BRIEF -
Can you quote the lines below exactly, starting at the line with "Can you see the distant" and going through the last one?

(Saved data entries)

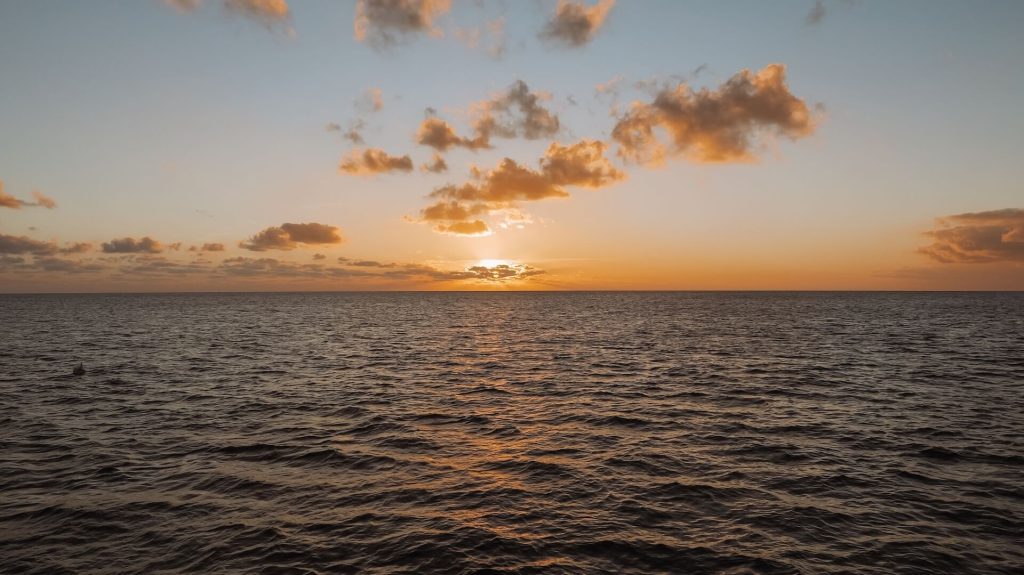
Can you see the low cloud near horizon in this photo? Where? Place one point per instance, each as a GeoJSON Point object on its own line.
{"type": "Point", "coordinates": [978, 237]}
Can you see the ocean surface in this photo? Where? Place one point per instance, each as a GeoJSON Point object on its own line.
{"type": "Point", "coordinates": [512, 433]}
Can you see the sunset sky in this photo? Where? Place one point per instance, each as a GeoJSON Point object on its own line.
{"type": "Point", "coordinates": [488, 144]}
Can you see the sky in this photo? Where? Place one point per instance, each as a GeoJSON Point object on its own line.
{"type": "Point", "coordinates": [163, 145]}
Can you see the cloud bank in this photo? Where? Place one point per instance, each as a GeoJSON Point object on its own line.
{"type": "Point", "coordinates": [714, 126]}
{"type": "Point", "coordinates": [978, 237]}
{"type": "Point", "coordinates": [289, 236]}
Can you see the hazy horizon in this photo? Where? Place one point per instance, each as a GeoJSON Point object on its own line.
{"type": "Point", "coordinates": [183, 145]}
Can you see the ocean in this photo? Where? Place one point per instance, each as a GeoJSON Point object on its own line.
{"type": "Point", "coordinates": [512, 433]}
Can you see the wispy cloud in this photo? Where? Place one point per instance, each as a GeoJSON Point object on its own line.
{"type": "Point", "coordinates": [458, 209]}
{"type": "Point", "coordinates": [41, 201]}
{"type": "Point", "coordinates": [131, 246]}
{"type": "Point", "coordinates": [382, 24]}
{"type": "Point", "coordinates": [289, 236]}
{"type": "Point", "coordinates": [514, 113]}
{"type": "Point", "coordinates": [374, 161]}
{"type": "Point", "coordinates": [978, 237]}
{"type": "Point", "coordinates": [574, 24]}
{"type": "Point", "coordinates": [711, 126]}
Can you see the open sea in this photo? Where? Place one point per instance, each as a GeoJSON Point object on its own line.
{"type": "Point", "coordinates": [512, 433]}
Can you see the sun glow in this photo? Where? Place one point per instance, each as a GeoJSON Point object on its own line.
{"type": "Point", "coordinates": [495, 263]}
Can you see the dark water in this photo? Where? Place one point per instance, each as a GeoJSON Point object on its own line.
{"type": "Point", "coordinates": [513, 433]}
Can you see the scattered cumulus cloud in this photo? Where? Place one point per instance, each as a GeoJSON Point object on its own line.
{"type": "Point", "coordinates": [816, 14]}
{"type": "Point", "coordinates": [574, 24]}
{"type": "Point", "coordinates": [289, 236]}
{"type": "Point", "coordinates": [714, 126]}
{"type": "Point", "coordinates": [374, 161]}
{"type": "Point", "coordinates": [41, 201]}
{"type": "Point", "coordinates": [458, 209]}
{"type": "Point", "coordinates": [978, 237]}
{"type": "Point", "coordinates": [145, 245]}
{"type": "Point", "coordinates": [514, 113]}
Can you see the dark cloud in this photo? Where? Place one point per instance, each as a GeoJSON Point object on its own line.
{"type": "Point", "coordinates": [183, 5]}
{"type": "Point", "coordinates": [290, 236]}
{"type": "Point", "coordinates": [131, 246]}
{"type": "Point", "coordinates": [24, 245]}
{"type": "Point", "coordinates": [978, 237]}
{"type": "Point", "coordinates": [42, 201]}
{"type": "Point", "coordinates": [457, 208]}
{"type": "Point", "coordinates": [436, 166]}
{"type": "Point", "coordinates": [574, 24]}
{"type": "Point", "coordinates": [77, 248]}
{"type": "Point", "coordinates": [515, 113]}
{"type": "Point", "coordinates": [371, 100]}
{"type": "Point", "coordinates": [714, 125]}
{"type": "Point", "coordinates": [382, 24]}
{"type": "Point", "coordinates": [374, 161]}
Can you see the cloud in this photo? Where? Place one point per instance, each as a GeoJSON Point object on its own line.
{"type": "Point", "coordinates": [42, 201]}
{"type": "Point", "coordinates": [183, 5]}
{"type": "Point", "coordinates": [268, 12]}
{"type": "Point", "coordinates": [493, 31]}
{"type": "Point", "coordinates": [978, 237]}
{"type": "Point", "coordinates": [816, 14]}
{"type": "Point", "coordinates": [714, 126]}
{"type": "Point", "coordinates": [290, 236]}
{"type": "Point", "coordinates": [371, 100]}
{"type": "Point", "coordinates": [436, 166]}
{"type": "Point", "coordinates": [457, 209]}
{"type": "Point", "coordinates": [374, 161]}
{"type": "Point", "coordinates": [77, 248]}
{"type": "Point", "coordinates": [439, 135]}
{"type": "Point", "coordinates": [574, 24]}
{"type": "Point", "coordinates": [24, 245]}
{"type": "Point", "coordinates": [515, 113]}
{"type": "Point", "coordinates": [131, 246]}
{"type": "Point", "coordinates": [382, 24]}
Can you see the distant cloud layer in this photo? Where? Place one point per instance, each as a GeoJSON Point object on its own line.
{"type": "Point", "coordinates": [385, 23]}
{"type": "Point", "coordinates": [457, 209]}
{"type": "Point", "coordinates": [374, 161]}
{"type": "Point", "coordinates": [290, 236]}
{"type": "Point", "coordinates": [714, 126]}
{"type": "Point", "coordinates": [978, 237]}
{"type": "Point", "coordinates": [574, 24]}
{"type": "Point", "coordinates": [41, 201]}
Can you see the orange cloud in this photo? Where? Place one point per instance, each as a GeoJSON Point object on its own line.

TASK RESPONSE -
Can you see the distant cloud layer in this photo? Where? Place one point per instance, each as a GeoJSON Point object on its own line.
{"type": "Point", "coordinates": [385, 23]}
{"type": "Point", "coordinates": [457, 209]}
{"type": "Point", "coordinates": [374, 161]}
{"type": "Point", "coordinates": [290, 236]}
{"type": "Point", "coordinates": [714, 126]}
{"type": "Point", "coordinates": [978, 237]}
{"type": "Point", "coordinates": [574, 24]}
{"type": "Point", "coordinates": [41, 201]}
Can you see the orange cloud in this photo? Where? Place one point per instance, each as a GeoJSON Point object on its own line.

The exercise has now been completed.